**PAGE EXCERPT**
<<<<

Are Santa

Are Santa

Susan Cosier
Published: 12/10/2009

Peary Caribou © J Nagy/GNWT

Just as Santa is making his list and checking it twice, Dasher and Dancer’s brethren may need a boost from the Endangered Species Act. Populations of peary and dolphin-union caribou, better known as reindeer, are significantly lower than they were just a few decades ago, a result of severe weather events and climate change. To protect the species, the International Fund for Animal Welfare (IFAW) filed a petition in September asking the Fish and Wildlife Service to list the species under the ESA. The deadline for the government to respond is just in time for Christmas.

“The current science we’ve seen show that caribou are affected by climate change throughout their circumpolar region,” says Nathan Herschler, a legal fellow with IFAW. “What we’re seeing right now that is that extreme weather events are really increasing, freezing rain effectively locking them out of their food sources,” like lichen, he says.

Peary caribou, which have been most severely affected, are the bellwether of change, he says. In the late 1960s, there were as many as 50,000 individuals roaming the Canadian Arctic. Now, just 50 years later, there are an estimated 7,800. That may not seem like a small number when Santa only needs eight to pull his sleigh, but if the genetic pool gets too small, there may not be enough diversity to keep the population viable.

Other pressures like oil development, mining, and over harvesting are also threatening the reindeer. Combined with climate change, those factors could prove lethal for Rudolph’s descendants.

“Listing the species under the Endangered Species Act will not only bring international awareness to the plight of these species, but will also impose restrictions on the importation of either the animal or its parts, heightening and hopefully acting as a catalyst for global action to save them from extinction,” reads the press release.

“We would hope that he FWS recognizes the science that we’ve presented them and list the species as endangered under the ESA,” says Herschler. We’re gonna find out if they’re naughty or nice on December 16th.

>>>>

Collected data entries:
<<<<

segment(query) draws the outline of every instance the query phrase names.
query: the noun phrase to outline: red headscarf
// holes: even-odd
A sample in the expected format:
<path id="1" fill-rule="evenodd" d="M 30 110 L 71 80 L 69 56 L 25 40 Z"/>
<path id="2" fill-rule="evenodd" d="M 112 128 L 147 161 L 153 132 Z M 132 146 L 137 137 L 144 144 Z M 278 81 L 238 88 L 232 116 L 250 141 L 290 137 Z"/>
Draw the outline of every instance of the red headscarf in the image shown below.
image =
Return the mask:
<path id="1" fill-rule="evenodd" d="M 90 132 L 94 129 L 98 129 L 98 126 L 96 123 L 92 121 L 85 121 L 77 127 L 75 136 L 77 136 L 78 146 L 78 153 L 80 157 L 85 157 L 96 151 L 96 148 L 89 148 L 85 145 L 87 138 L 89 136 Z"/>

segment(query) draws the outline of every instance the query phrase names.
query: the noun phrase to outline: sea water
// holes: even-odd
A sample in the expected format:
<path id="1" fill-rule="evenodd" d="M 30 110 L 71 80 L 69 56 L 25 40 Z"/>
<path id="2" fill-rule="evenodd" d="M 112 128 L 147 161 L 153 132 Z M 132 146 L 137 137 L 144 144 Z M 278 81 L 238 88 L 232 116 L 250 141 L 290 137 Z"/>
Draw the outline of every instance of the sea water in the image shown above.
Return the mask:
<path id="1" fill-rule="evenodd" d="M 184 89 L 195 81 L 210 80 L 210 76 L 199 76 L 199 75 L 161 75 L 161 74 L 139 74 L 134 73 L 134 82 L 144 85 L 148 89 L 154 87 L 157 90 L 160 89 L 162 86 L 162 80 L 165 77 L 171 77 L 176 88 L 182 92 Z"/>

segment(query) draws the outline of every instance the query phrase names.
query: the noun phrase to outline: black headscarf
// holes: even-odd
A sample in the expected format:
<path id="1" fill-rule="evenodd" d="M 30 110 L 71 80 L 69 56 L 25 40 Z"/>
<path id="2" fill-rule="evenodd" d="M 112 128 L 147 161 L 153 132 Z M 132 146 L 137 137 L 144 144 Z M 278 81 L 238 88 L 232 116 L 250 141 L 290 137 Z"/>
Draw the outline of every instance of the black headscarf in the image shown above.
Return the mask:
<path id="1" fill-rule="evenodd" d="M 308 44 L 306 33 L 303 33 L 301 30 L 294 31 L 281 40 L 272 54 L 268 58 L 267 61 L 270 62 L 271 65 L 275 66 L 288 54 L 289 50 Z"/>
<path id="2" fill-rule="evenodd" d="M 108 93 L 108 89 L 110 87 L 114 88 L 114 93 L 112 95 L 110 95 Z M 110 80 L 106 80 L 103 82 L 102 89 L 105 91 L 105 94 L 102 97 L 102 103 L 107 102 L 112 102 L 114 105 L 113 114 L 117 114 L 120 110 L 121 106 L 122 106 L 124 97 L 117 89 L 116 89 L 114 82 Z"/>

>>>>

What does the caribou article say from "Other pressures like" up to and including "on December 16th."? Quote that passage word for word.

**WRITTEN ANSWER**
Other pressures like oil development, mining, and over harvesting are also threatening the reindeer. Combined with climate change, those factors could prove lethal for Rudolph’s descendants.

“Listing the species under the Endangered Species Act will not only bring international awareness to the plight of these species, but will also impose restrictions on the importation of either the animal or its parts, heightening and hopefully acting as a catalyst for global action to save them from extinction,” reads the press release.

“We would hope that he FWS recognizes the science that we’ve presented them and list the species as endangered under the ESA,” says Herschler. We’re gonna find out if they’re naughty or nice on December 16th.